### STATED GOAL
Please find every line in the listing below that contains the word "golden" and copy each one, treating uppercase and lowercase as different.

### DATA SUPPLIED

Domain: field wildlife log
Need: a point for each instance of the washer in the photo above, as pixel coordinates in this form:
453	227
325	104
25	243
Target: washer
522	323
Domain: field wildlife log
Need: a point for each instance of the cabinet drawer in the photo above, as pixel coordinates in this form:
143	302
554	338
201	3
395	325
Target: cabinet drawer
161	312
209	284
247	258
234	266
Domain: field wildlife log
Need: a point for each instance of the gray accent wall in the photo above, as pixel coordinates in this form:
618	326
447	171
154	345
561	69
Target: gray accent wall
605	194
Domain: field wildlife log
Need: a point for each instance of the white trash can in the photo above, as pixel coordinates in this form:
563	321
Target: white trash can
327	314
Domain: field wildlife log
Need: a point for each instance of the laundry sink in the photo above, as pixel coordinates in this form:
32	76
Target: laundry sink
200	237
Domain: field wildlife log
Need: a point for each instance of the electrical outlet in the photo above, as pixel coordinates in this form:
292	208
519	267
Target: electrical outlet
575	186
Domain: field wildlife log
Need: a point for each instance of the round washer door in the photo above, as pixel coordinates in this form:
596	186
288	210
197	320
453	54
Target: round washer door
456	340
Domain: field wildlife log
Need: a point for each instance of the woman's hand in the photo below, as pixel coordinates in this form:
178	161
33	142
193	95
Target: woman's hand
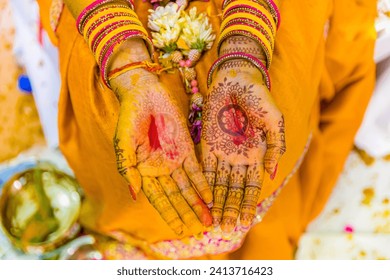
154	151
243	134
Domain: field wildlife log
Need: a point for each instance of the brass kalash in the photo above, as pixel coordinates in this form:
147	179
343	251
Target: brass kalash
39	209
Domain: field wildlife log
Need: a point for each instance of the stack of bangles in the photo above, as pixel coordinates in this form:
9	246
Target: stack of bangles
254	19
105	25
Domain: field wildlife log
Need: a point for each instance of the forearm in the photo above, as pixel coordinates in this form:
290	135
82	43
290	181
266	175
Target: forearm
77	6
244	45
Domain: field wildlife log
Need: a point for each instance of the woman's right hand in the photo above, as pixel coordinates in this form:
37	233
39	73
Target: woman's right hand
154	151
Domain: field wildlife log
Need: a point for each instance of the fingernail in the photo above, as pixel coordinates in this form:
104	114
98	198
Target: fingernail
226	235
199	236
245	228
273	175
216	229
132	192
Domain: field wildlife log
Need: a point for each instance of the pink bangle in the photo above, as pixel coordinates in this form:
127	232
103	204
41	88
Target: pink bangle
100	36
272	4
251	23
251	10
90	8
251	36
239	55
87	10
108	54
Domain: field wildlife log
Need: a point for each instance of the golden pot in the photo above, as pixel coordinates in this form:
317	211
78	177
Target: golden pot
39	209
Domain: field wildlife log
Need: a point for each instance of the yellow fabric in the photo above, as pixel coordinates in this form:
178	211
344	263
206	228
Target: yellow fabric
307	71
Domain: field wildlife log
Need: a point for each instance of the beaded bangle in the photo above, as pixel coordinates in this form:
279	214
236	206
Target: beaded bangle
109	37
248	22
101	16
107	56
252	33
258	11
239	55
147	65
274	10
249	19
105	20
95	42
92	7
127	11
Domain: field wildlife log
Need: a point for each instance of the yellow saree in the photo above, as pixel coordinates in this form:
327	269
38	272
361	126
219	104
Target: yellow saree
322	76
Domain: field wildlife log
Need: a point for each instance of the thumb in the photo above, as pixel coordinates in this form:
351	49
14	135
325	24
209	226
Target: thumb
276	147
125	147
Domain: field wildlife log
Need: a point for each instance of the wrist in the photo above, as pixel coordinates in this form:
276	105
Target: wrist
243	44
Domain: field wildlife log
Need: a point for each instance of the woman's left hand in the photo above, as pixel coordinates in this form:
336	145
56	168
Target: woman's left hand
243	134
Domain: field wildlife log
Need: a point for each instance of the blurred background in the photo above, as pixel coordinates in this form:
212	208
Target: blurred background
355	223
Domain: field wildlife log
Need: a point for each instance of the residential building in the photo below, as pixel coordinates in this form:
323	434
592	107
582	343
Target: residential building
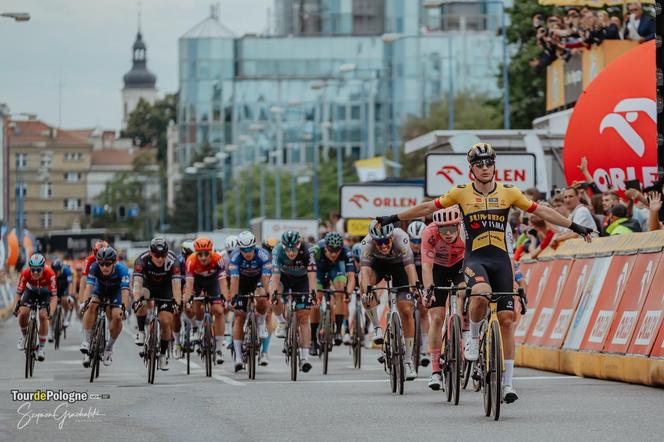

### RESPONSE TO THE EXERCISE
Need: a point for each instance of the golden pot in the photo above, as pixel coordinates in this form:
Target: golden pot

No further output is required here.